═══ EXTRACTED TEXT ═══

Gholson Lyon, MD, PhD, human geneticist and a child, adolescent and adult psychiatrist at the Institute for Basic Research in Developmental Disabilities

Gholson Lyon, MD, PhD

A case study published in Molecular Case Studies identified an ITPR1 variant associated with spinocerebellar ataxia (SCA29) that was presumed to be inherited via parental mosaicism. According to the investigators, these findings provide additional evidence for germline mosaic inheritance of SCA29 and expand the clinical phenotype of the syndrome.1

The case report focused on a family with 3 individuals that had heterozygous missense c.800C > T (predicted p.Thr267Met) on exome sequencing. The patients also presented clinically with a SCA29-like syndrome including having different degrees of ataxia, developmental delay, apparent intellectual disability, and craniofacial involvement, which authors noted is an uncommon finding in individuals with SCA29.

Top Clinical Takeaways

  • The study highlights the atypical inclusion of craniofacial features in patients with SCA29, broadening the understanding of the syndrome's clinical phenotype.

═══

#### LIST OF TASKS:
[a] Please copy from the SCA29 article the passage between "A case study" and "individuals with SCA29.", inclusive.
[b] Answer these questions from the SCA29 article:
(i) In which publication did the case study appear?
(ii) How many individuals in the family carried the variant?
(iii) Which finding did the authors note is uncommon in individuals with SCA29?

═══ GIVEN DATA ═══

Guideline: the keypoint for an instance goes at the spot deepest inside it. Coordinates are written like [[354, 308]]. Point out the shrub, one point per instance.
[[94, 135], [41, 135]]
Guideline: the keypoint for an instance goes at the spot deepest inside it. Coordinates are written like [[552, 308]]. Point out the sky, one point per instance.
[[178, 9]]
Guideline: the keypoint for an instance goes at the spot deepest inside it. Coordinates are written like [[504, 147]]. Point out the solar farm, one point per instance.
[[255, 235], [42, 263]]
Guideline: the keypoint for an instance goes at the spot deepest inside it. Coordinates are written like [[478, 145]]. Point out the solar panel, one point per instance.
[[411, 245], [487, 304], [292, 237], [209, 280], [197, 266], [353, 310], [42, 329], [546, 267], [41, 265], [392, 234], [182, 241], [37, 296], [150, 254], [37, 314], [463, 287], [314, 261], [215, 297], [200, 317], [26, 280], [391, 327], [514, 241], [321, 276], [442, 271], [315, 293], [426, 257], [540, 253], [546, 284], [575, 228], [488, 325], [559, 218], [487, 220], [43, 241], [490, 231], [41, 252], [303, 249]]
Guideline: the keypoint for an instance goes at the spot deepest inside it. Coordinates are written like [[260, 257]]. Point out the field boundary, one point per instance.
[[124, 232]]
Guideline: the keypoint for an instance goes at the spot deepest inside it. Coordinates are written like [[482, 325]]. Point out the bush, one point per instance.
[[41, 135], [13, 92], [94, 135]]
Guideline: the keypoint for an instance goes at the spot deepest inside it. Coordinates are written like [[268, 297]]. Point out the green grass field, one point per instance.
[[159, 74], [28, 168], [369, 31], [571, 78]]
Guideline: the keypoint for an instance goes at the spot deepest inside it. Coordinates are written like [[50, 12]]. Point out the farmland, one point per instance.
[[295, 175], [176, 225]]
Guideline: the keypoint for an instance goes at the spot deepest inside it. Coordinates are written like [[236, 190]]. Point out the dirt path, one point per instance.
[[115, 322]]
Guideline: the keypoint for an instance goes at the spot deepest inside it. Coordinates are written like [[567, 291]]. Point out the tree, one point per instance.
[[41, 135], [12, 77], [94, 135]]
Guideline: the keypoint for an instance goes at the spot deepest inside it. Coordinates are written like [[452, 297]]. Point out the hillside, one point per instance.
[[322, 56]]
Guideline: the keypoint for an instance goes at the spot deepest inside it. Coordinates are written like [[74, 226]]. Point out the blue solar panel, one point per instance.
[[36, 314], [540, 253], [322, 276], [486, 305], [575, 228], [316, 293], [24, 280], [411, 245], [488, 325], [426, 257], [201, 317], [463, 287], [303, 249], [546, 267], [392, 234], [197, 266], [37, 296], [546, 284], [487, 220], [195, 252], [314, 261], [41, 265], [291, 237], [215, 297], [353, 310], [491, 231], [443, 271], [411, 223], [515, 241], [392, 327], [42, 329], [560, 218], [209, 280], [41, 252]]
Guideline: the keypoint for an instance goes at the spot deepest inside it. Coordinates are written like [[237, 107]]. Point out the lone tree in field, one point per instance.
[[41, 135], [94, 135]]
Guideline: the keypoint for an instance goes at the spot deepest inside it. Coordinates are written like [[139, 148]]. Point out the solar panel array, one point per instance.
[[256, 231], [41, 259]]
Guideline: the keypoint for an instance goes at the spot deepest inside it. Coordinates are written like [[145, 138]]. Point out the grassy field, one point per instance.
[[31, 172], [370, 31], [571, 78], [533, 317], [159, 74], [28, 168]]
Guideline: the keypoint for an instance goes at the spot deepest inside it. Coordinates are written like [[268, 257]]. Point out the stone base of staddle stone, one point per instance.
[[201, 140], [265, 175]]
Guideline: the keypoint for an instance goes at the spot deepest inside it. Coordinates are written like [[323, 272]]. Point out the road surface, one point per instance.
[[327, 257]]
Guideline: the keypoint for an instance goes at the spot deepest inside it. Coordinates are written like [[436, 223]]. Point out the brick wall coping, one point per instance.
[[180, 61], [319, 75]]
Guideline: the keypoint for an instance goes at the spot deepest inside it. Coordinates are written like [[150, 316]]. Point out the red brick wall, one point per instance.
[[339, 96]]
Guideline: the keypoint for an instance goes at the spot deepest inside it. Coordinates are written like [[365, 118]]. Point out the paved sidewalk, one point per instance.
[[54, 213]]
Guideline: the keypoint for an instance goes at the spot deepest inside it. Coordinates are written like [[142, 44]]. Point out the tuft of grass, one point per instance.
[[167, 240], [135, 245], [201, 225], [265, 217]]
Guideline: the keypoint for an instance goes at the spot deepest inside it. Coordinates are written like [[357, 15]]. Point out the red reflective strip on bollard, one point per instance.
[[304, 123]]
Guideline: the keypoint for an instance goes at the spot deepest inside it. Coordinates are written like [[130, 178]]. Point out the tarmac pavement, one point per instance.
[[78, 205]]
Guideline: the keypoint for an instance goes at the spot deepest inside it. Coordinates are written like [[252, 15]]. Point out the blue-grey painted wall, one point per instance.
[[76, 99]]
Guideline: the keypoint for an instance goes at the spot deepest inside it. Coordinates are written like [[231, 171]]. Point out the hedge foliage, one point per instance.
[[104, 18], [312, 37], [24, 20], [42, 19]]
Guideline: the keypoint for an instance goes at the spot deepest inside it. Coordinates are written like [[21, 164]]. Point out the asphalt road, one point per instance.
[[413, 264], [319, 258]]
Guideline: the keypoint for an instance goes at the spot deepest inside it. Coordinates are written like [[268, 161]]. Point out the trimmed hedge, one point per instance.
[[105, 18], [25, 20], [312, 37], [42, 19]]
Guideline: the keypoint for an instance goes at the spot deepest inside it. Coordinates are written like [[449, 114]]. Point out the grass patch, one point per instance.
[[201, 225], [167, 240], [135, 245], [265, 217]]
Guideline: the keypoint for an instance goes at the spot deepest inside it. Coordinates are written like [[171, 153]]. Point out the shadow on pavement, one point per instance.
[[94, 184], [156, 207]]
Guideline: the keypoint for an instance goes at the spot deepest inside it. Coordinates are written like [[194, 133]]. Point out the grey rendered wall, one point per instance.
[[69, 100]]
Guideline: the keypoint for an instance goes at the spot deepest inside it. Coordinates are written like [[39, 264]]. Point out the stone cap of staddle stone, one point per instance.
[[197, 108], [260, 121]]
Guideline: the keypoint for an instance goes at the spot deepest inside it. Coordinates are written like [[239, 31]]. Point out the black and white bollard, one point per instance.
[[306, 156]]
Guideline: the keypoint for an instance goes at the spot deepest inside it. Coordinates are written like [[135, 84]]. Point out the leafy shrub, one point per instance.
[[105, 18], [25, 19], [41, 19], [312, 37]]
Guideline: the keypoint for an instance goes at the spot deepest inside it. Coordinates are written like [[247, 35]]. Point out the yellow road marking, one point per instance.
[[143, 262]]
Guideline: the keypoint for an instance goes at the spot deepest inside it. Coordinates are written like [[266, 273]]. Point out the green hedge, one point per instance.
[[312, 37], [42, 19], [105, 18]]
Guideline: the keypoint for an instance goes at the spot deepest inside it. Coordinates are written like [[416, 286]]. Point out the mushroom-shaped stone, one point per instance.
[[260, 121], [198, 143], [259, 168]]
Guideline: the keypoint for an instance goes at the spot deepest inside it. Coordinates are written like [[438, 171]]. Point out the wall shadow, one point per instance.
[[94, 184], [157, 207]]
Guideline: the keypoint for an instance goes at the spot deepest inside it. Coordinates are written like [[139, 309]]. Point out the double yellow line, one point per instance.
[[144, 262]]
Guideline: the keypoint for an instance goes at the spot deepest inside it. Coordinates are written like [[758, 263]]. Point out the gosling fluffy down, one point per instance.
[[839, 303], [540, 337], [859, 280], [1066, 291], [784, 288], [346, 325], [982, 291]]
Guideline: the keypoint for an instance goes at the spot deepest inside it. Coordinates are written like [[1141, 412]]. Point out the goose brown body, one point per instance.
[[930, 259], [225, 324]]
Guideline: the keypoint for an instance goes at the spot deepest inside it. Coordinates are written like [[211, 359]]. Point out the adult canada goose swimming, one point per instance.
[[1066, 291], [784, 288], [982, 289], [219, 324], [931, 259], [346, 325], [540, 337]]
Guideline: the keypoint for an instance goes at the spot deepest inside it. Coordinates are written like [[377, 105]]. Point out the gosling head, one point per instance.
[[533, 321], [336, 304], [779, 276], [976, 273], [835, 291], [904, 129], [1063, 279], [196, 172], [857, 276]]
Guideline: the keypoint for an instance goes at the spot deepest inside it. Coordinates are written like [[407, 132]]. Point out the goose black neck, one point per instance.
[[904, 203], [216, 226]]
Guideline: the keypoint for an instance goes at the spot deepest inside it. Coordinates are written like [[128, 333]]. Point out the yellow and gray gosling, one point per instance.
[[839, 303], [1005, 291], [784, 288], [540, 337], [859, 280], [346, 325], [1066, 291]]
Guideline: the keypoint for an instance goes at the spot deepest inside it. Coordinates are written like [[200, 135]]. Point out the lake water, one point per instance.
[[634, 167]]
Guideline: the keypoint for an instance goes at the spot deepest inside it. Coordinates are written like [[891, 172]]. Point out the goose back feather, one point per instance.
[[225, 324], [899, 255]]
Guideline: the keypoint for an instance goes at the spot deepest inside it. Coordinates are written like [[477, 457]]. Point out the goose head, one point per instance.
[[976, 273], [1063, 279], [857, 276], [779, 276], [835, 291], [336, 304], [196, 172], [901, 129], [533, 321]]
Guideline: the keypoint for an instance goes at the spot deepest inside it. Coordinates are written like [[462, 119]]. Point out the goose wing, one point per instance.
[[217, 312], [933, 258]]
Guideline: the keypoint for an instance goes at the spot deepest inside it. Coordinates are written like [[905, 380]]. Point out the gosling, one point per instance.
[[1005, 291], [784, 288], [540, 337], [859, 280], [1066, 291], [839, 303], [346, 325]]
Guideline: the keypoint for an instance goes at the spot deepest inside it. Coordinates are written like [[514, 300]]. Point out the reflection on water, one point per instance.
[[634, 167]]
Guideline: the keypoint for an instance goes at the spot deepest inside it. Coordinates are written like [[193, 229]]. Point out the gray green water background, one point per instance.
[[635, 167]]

═══

#### TASK ANSWERS:
[a]
A case study published in Molecular Case Studies identified an ITPR1 variant associated with spinocerebellar ataxia (SCA29) that was presumed to be inherited via parental mosaicism. According to the investigators, these findings provide additional evidence for germline mosaic inheritance of SCA29 and expand the clinical phenotype of the syndrome.1

The case report focused on a family with 3 individuals that had heterozygous missense c.800C > T (predicted p.Thr267Met) on exome sequencing. The patients also presented clinically with a SCA29-like syndrome including having different degrees of ataxia, developmental delay, apparent intellectual disability, and craniofacial involvement, which authors noted is an uncommon finding in individuals with SCA29.

[b]
(i) Molecular Case Studies
(ii) 3
(iii) Craniofacial involvement